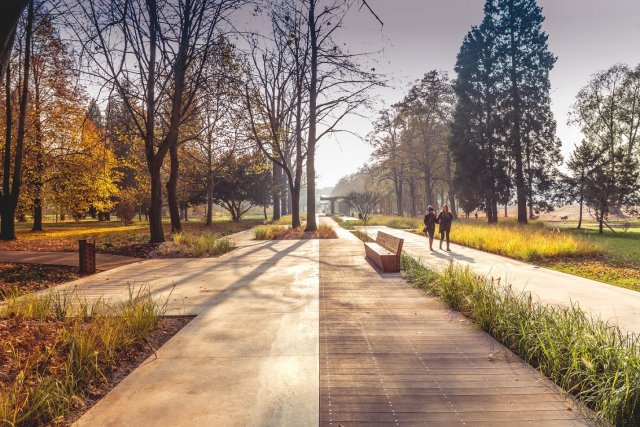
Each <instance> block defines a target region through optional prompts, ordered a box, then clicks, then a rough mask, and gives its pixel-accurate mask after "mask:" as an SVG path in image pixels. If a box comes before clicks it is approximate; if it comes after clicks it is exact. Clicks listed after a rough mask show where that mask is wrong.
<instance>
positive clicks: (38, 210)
mask: <svg viewBox="0 0 640 427" xmlns="http://www.w3.org/2000/svg"><path fill="white" fill-rule="evenodd" d="M33 77H34V79H33V81H34V110H35V118H34V121H35V138H34V139H35V141H34V142H35V151H36V156H35V165H34V182H33V192H34V197H33V227H32V228H31V231H42V193H43V191H44V142H43V137H42V121H41V114H40V113H41V104H40V101H41V99H40V81H39V80H40V79H39V78H38V76H37V73H36V72H35V71H34V76H33Z"/></svg>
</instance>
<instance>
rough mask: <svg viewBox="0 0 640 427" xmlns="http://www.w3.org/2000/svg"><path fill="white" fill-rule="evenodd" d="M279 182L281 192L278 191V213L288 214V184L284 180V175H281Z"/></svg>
mask: <svg viewBox="0 0 640 427" xmlns="http://www.w3.org/2000/svg"><path fill="white" fill-rule="evenodd" d="M282 178H283V179H281V182H280V186H281V187H282V192H281V193H280V214H281V215H283V216H284V215H289V190H288V189H289V186H288V185H286V183H285V182H284V176H283V177H282Z"/></svg>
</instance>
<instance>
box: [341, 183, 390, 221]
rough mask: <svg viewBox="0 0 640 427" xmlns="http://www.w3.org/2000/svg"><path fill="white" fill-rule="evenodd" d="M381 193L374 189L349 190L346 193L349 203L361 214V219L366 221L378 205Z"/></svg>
mask: <svg viewBox="0 0 640 427" xmlns="http://www.w3.org/2000/svg"><path fill="white" fill-rule="evenodd" d="M381 198H382V195H381V194H380V193H378V192H375V191H369V190H365V191H351V192H349V193H348V194H347V199H348V200H349V203H351V205H352V206H353V207H355V208H356V210H357V211H358V212H359V213H360V214H361V216H362V218H361V219H362V220H363V221H364V222H367V221H368V220H369V215H371V214H372V213H373V212H374V210H375V209H376V208H377V207H378V204H379V203H380V199H381Z"/></svg>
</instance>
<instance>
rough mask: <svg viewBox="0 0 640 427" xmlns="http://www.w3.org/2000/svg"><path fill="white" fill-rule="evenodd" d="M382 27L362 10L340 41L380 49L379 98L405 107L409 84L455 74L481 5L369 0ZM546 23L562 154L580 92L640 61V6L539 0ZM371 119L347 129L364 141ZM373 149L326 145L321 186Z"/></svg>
mask: <svg viewBox="0 0 640 427" xmlns="http://www.w3.org/2000/svg"><path fill="white" fill-rule="evenodd" d="M368 2H369V4H370V5H371V6H372V7H373V9H374V10H375V11H376V13H377V14H378V15H379V16H380V18H381V19H382V20H383V21H384V27H383V28H382V29H381V28H380V25H379V24H378V23H377V22H376V21H375V20H374V19H373V18H372V17H371V15H369V14H368V13H366V12H365V11H364V10H363V11H361V12H359V13H357V12H356V13H354V14H353V15H352V17H351V18H350V19H349V20H348V21H347V22H346V24H345V28H344V30H343V31H342V33H340V34H339V35H338V36H337V37H336V38H337V39H338V40H340V41H343V42H347V43H348V44H349V45H350V46H352V49H351V50H352V51H354V52H358V51H363V50H366V51H372V50H382V52H381V53H380V54H379V55H378V58H379V59H380V64H379V66H378V70H380V71H384V72H385V73H387V74H388V77H389V78H390V79H391V80H392V81H391V84H392V85H393V87H390V88H386V89H384V90H381V91H379V92H378V94H377V95H378V96H379V98H380V101H379V103H378V105H379V108H378V109H380V108H382V107H384V106H385V105H386V106H389V105H391V104H393V103H395V102H397V101H400V100H401V99H402V98H403V96H404V94H405V93H406V90H407V87H408V86H409V83H410V82H412V81H414V80H416V79H418V78H420V77H421V76H422V75H423V74H424V73H425V72H427V71H429V70H433V69H437V70H443V71H447V72H449V75H450V77H454V73H453V67H454V65H455V61H456V55H457V53H458V50H459V48H460V44H461V43H462V40H463V38H464V36H465V34H466V33H467V31H468V30H469V29H470V27H471V26H472V25H477V24H479V23H480V21H481V20H482V7H483V5H484V1H483V0H368ZM538 2H539V4H540V5H541V6H542V7H543V15H544V16H545V17H546V20H545V23H544V29H545V31H546V32H547V33H548V34H549V47H550V49H551V52H553V54H554V55H556V56H557V57H558V61H557V62H556V66H555V69H554V70H553V71H552V73H551V87H552V93H551V97H552V101H553V105H552V109H553V112H554V114H555V117H556V121H557V123H558V137H559V138H560V139H561V140H562V143H563V154H564V155H565V156H566V155H568V154H569V153H570V152H571V151H572V149H573V146H574V144H575V143H576V142H579V141H580V139H581V134H580V132H579V129H576V128H574V127H570V126H568V125H567V113H568V112H569V110H570V108H571V105H572V104H573V102H574V98H575V95H576V93H577V92H578V91H579V90H580V89H581V88H582V87H583V86H584V85H585V84H586V83H587V82H588V80H589V78H590V76H591V75H592V74H593V73H595V72H597V71H600V70H603V69H606V68H608V67H610V66H611V65H613V64H615V63H627V64H630V65H633V66H635V65H637V64H638V63H640V0H538ZM366 114H367V115H368V116H369V118H368V119H362V118H358V117H352V118H349V119H347V120H345V122H344V125H343V128H346V129H349V130H351V131H355V132H357V133H359V134H360V135H362V136H363V137H364V136H366V134H367V133H368V132H369V131H370V130H371V121H372V120H374V119H375V117H376V112H375V111H371V112H366ZM370 153H371V147H370V146H369V145H368V144H367V143H366V142H363V141H360V140H358V139H357V138H355V137H352V136H348V135H347V134H340V135H339V136H338V137H337V139H336V138H329V139H326V140H323V141H321V143H320V147H319V149H318V153H317V160H316V170H317V173H318V174H319V182H318V187H319V188H322V187H329V186H333V185H334V184H335V183H336V181H337V180H338V179H340V178H341V177H342V176H344V175H346V174H349V173H353V172H355V171H356V170H357V169H358V168H359V167H360V166H362V165H363V164H364V163H365V162H366V161H367V160H368V159H369V155H370Z"/></svg>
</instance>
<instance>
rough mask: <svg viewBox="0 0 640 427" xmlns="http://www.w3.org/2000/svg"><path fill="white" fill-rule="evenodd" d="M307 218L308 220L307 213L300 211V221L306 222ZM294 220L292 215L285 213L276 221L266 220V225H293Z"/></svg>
mask: <svg viewBox="0 0 640 427" xmlns="http://www.w3.org/2000/svg"><path fill="white" fill-rule="evenodd" d="M306 220H307V213H306V212H300V222H305V221H306ZM292 222H293V216H292V215H283V216H281V217H280V219H278V220H276V221H273V220H268V221H264V225H291V223H292Z"/></svg>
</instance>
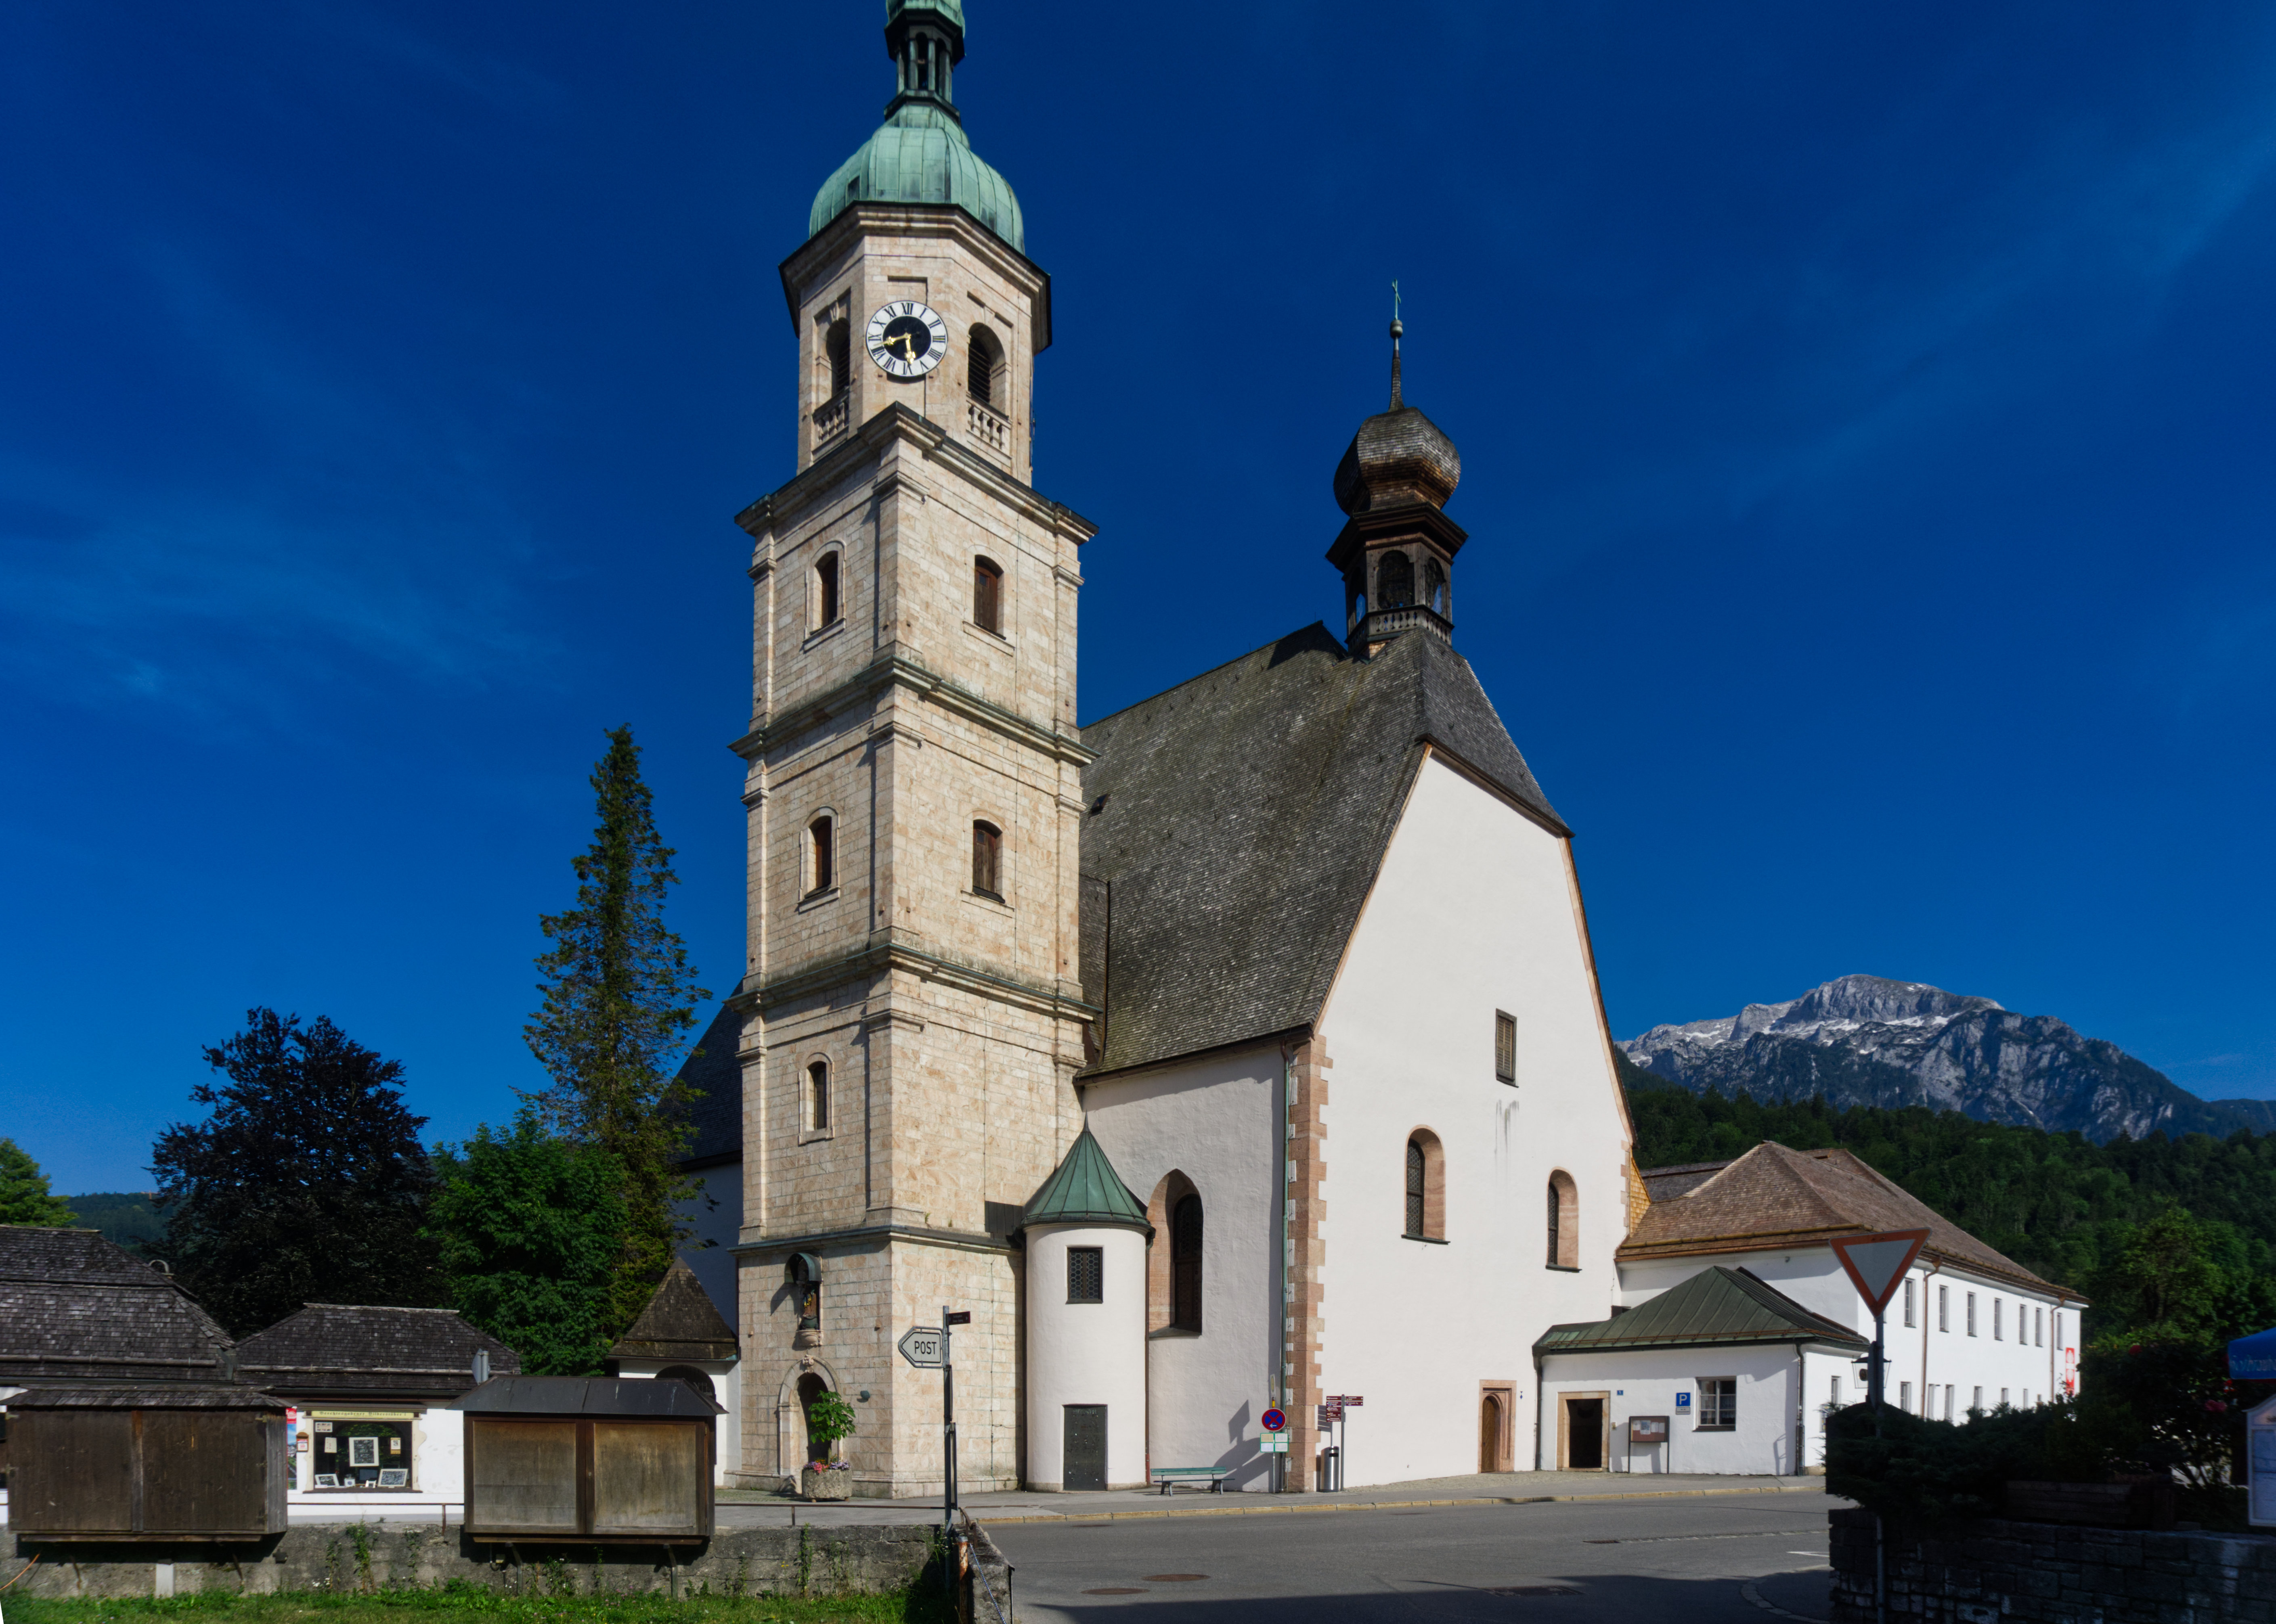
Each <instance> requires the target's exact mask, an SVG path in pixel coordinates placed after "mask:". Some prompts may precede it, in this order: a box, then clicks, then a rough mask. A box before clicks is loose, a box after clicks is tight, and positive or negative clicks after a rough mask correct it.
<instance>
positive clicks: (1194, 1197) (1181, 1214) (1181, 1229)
-*-*-
→ YOUR INSTRUCTIONS
From the entries, copy every line in which the word "after" occurs.

→ SOLUTION FOR THIS TASK
Each <instance> block defines a target region through optional prompts, ordered a box, then clicks, then a rough mask, and gives its pixel-accurate mask after "mask:" as an SVG path in image pixels. If a box comes before clicks it is approximate; if it comes after clicks it is exact. Clicks listed after a rough mask show where that mask is wrong.
Each <instance> requires the target's exact mask, an SVG path in pixel coordinates placed after "mask:". Some prompts may precede it, in this order: a box, then clicks, then a rough mask. A box before clicks is loose, a box after clicks is tight, and positive or negative clicks after a rough mask correct it.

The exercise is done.